#### [Dataset]
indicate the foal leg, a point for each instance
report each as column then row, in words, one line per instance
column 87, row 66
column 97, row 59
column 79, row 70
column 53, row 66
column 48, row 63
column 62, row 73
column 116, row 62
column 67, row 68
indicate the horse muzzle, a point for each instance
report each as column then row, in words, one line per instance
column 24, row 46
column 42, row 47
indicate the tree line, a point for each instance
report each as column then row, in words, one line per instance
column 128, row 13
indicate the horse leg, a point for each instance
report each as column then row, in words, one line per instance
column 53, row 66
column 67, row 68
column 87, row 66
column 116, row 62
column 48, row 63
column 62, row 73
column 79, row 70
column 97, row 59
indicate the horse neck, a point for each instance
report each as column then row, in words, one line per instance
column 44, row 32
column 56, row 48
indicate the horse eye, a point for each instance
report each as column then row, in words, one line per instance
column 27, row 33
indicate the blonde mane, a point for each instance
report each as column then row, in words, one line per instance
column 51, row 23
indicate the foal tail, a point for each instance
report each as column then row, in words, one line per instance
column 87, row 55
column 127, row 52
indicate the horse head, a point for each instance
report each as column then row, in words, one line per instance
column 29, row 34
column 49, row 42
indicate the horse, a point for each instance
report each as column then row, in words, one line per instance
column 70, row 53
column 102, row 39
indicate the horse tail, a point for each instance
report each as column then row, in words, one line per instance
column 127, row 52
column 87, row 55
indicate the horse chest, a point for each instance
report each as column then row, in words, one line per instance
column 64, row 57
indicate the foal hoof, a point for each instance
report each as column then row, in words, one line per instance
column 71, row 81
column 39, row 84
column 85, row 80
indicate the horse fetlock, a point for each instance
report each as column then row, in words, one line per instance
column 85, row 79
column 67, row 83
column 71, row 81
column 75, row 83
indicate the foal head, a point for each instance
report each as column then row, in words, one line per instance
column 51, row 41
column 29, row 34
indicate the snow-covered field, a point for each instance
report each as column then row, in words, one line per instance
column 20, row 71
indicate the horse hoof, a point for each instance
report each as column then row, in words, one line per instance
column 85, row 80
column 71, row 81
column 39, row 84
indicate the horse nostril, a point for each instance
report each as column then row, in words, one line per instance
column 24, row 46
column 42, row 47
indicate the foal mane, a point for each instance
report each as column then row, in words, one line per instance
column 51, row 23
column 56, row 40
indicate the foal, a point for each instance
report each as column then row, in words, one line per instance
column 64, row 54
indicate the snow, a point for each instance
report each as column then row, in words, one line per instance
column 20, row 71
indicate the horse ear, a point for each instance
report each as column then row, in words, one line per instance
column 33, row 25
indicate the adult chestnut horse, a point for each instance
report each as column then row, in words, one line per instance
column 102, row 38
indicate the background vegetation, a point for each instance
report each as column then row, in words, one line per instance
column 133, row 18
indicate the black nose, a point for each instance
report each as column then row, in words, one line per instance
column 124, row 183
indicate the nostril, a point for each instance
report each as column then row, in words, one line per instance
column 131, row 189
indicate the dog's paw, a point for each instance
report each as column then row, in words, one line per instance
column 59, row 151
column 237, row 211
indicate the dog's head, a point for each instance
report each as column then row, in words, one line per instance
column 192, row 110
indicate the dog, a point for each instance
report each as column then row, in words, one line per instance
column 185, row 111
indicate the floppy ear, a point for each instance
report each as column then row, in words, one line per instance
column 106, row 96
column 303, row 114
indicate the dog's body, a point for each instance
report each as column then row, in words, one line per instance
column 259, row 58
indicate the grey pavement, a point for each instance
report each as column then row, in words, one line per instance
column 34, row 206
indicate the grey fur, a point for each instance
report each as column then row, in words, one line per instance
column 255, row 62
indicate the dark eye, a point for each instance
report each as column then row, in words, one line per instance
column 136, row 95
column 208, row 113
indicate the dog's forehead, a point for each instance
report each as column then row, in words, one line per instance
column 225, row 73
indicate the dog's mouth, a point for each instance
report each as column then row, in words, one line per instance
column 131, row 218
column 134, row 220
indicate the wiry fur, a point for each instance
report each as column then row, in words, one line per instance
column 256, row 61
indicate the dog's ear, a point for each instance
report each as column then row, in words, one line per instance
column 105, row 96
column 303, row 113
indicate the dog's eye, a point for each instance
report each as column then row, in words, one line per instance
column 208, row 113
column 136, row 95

#### [Task details]
Could you copy every one of the entries above line for line, changing nothing and adding nothing?

#### [The completed task]
indicate the foal leg, a point for each instance
report each as column then row, in words, one line per instance
column 87, row 66
column 97, row 59
column 79, row 70
column 53, row 66
column 48, row 63
column 62, row 73
column 116, row 62
column 67, row 68
indicate the horse muzzle, a point for each instance
report each as column then row, in words, one line per instance
column 24, row 46
column 42, row 47
indicate the tree line, a point for each instance
report each as column then row, in words, one line per instance
column 128, row 13
indicate the horse leg, a point for each instance
report each as column then row, in words, one line per instance
column 53, row 66
column 67, row 68
column 87, row 66
column 116, row 62
column 48, row 63
column 62, row 73
column 79, row 70
column 97, row 59
indicate the horse neck, a point for each instance
report each as column then row, in words, one line per instance
column 44, row 32
column 56, row 48
indicate the horse eye, a point for each instance
report each as column then row, in words, one line per instance
column 27, row 33
indicate the blonde mane, a point for each instance
report each as column then row, in words, one line per instance
column 51, row 23
indicate the foal tail, a point for each instance
report each as column then row, in words, one line per instance
column 87, row 55
column 127, row 52
indicate the horse head, a point for each instance
report each as column then row, in words, one line per instance
column 29, row 34
column 49, row 42
indicate the horse, a point for each instance
report each as column then row, in words, one line per instance
column 70, row 53
column 102, row 39
indicate the horse tail, a point for each instance
report each as column then row, in words, one line per instance
column 127, row 52
column 87, row 55
indicate the horse chest, a point for each instance
report each as column then row, in words, one line per instance
column 64, row 57
indicate the foal hoof, a point for each instance
report each as column then row, in words, one line per instance
column 71, row 81
column 39, row 84
column 85, row 80
indicate the horse fetlock, a point for each instance
report each as column then row, in words, one line per instance
column 85, row 79
column 67, row 83
column 71, row 81
column 75, row 83
indicate the foal head, a point for each instance
report each as column then row, in words, one line per instance
column 51, row 41
column 29, row 34
indicate the snow-covered field, a point for each instance
report each as column then row, in words, one line per instance
column 20, row 71
indicate the horse hoof, a point for each instance
report each as column then row, in words, one line per instance
column 85, row 80
column 71, row 81
column 39, row 84
indicate the horse nostril, a point for each instance
report each as column then row, in words, one line per instance
column 24, row 46
column 42, row 47
indicate the foal mane, a point for each instance
report each as column then row, in words, one line per instance
column 51, row 23
column 56, row 40
indicate the foal, a point for each instance
report each as column then row, in words, one line per instance
column 64, row 54
indicate the snow, a point for each instance
report each as column then row, in words, one line per instance
column 20, row 71
indicate the horse ear, a point for each instance
report each as column then row, in words, one line per instance
column 33, row 25
indicate the adult chestnut horse, a point for each instance
report each as column then row, in words, one line per instance
column 102, row 38
indicate the background vegetation, a point for each instance
report each as column then row, in words, one line per instance
column 133, row 18
indicate the black nose, a point for each instance
report each as column then row, in words, one line per instance
column 124, row 183
indicate the nostril, a point for each instance
report each as column then row, in words, one line per instance
column 131, row 189
indicate the dog's paw, a point for each instance
report each as column then row, in words, one line per instance
column 59, row 151
column 237, row 211
indicate the dog's head, a point for each instance
report each as column then row, in words, one line per instance
column 192, row 110
indicate the dog, a point for each instance
report each as column then row, in words, one line per instance
column 185, row 111
indicate the floppy ear, a point for each instance
report each as column then row, in words, one line per instance
column 106, row 96
column 303, row 114
indicate the dog's body, a point for each instance
report each as column then row, in words, one line per instance
column 259, row 58
indicate the grey pavement, a point for each instance
report each as column then row, in words, one line per instance
column 34, row 206
indicate the grey fur, a point for each instance
report each as column then row, in words, one line per instance
column 255, row 62
indicate the dark eye, a point for each instance
report each as column then row, in words, one line per instance
column 136, row 95
column 208, row 113
indicate the dog's forehead, a point for each instance
report each as column then row, in words, one line per instance
column 225, row 73
indicate the dog's mouth, a point for each instance
report each as column then row, in words, one line per instance
column 131, row 218
column 134, row 220
indicate the wiry fur, a point for each instance
report each as column then row, in words, one line per instance
column 256, row 61
indicate the dog's ear, a point for each instance
report each as column then row, in words, one line per instance
column 105, row 96
column 303, row 113
indicate the dog's eye, a point for each instance
report each as column then row, in words, one line per instance
column 208, row 113
column 136, row 95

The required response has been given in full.